*Supplied passage*.
The 2023/2024 BaHTSS publication includes information on companies whose primary activity is either manufacturing or R&D (as determined by their SIC code). For previous BaHTSS publications relating to 2021/2022 and before, different metrics and definitions were used to identify companies manufacturing and conducting R&D.

Under the previous methodology, companies were classified as conducting manufacturing or R&D activity if there was any evidence of that company engaging in manufacturing or R&D, regardless of whether that was its primary activity. These classifications were determined manually for each company based on sectoral knowledge, and the manufacturing and R&D activity categories were not mutually exclusive.

As the reporting metrics for manufacturing and R&D are substantially different in 2023/2024 compared to past years, past data is not referenced in this publication and a comparison between past estimates and estimates for 2023/2024 cannot be made.

3.2.4 SMEs

The 2023/2024 statistics report on whether companies are SMEs or not. This uses the European Union standard definition of small and medium-sized enterprises and is sourced from Moody’s FAME database at a company level. The previous BaHTSS publications used the same definition, but the information was sourced from multiple different sources and SME status was allocated at a site level. In the 2023/2024 data SME status was determined at a company level and therefore the 2023/2024 statistics on SMEs are not comparable to past years. The 2023/2024 statistics report on SME status at a company level for the first time.

Unlike in previous BaHTSS publications, the 2023/2024 statistics do not provide an additional breakdown on SMEs and whether they are micro, small or medium companies. This data was not available for the 2023/2024 statistics, but OLS will consider how this can be reintroduced for future publications in the BaHTSS series.

3.2.5 Employment and turnover

The source of employment and turnover has been changed for the 2023/2024 BaHTSS report compared to past publications. The employment and turnover source for the 2023/2024 data is ONS’s IDBR dataset. Previous BaHTSS publications for 2021/2022 and before used Moody’s FAME database for these metrics instead. The source has been changed to improve the quality and reduce the manual adjustments needed from FAME data. More details on the quality changes can be found in section 4.

Given the change in source, estimates for turnover and employment for 2023/2024 are not directly comparable to estimates for previous years. Whilst figures aren’t directly comparable, past estimates of turnover and employment for 2008/09 to 2021/2022 are available in the accompanying report and data tables to allow users to reference estimates from previous years. The scale of change in the employment and turnover estimates between 2023/2024 and earlier time periods cannot be determined.

4. Compliance with the Code of Practice for Statistics

4.1 Designation

The BaHTSS publication series was previously labelled as official statistics. The 2023/2024 report has been designated as ‘official statistics in development’.

*Given information*.
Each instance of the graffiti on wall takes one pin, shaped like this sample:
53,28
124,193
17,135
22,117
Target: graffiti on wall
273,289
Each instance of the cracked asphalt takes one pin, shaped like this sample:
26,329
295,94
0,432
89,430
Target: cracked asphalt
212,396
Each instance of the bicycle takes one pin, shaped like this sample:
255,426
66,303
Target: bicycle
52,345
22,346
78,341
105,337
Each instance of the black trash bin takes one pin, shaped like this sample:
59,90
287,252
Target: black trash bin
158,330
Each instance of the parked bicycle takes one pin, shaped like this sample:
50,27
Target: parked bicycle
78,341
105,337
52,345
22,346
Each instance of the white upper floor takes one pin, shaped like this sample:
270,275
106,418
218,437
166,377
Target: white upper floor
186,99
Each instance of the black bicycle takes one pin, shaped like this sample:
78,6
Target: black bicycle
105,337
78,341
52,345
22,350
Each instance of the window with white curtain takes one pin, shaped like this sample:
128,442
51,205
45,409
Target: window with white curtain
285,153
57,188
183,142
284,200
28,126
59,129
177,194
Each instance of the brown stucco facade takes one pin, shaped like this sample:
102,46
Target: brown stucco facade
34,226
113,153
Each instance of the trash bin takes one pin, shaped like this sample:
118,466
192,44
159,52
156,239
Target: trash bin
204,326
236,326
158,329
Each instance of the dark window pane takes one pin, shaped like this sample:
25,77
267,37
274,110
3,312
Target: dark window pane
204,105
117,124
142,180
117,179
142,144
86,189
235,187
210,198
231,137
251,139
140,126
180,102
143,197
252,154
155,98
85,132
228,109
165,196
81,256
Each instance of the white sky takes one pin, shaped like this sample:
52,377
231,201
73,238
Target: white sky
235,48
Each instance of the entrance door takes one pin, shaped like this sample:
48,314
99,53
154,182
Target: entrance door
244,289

*Parts of the exercise*.
1. In the BaHTSS methodology passage, which dataset supplies the employment and turnover figures for the 2023/2024 data?
2. Continue the BaHTSS methodology passage from its last sentence.

*Results by task*.
1. ONS's IDBR dataset.

2.
This is defined by the UK Statistics Authority as a ‘subset of official statistics that are undergoing a development; they may be new or existing statistics, and will be tested with users, in line with the standards of trustworthiness, quality, and value in the Code of Practice for Statistics.’

This change is being implemented whilst OLS:

  • carry out further quality improvements to the new methodology
  • consider users’ feedback on the new approach
  • explore ways to reintroduce some breakdowns of the life sciences sector which have been temporarily removed due to the change in methodology

4.2 Quality

This section outlines where the BaHTSS 2023/2024 complies with the quality pillar requirements of the UK Statistics Authority’s (UKSA) Code of Practice for Statistics and highlights where there are planned future improvements.

4.2.1 Identifying life sciences companies

The estimates in this year’s BaHTSS publication are based on the 2023/2024 dataset (the methodology for constructing this dataset is outlined in section 2). Whilst the dataset holds information on an extensive number of life sciences companies, the dataset does not contain the full population of life sciences companies operating in the UK and therefore any figures in this report should be treated as an estimate. Whilst the BaHTSS series provides the OLS’s best estimate of the size and composition of the sector, limited information is known about its coverage and what the true population of the life sciences sector is in the UK.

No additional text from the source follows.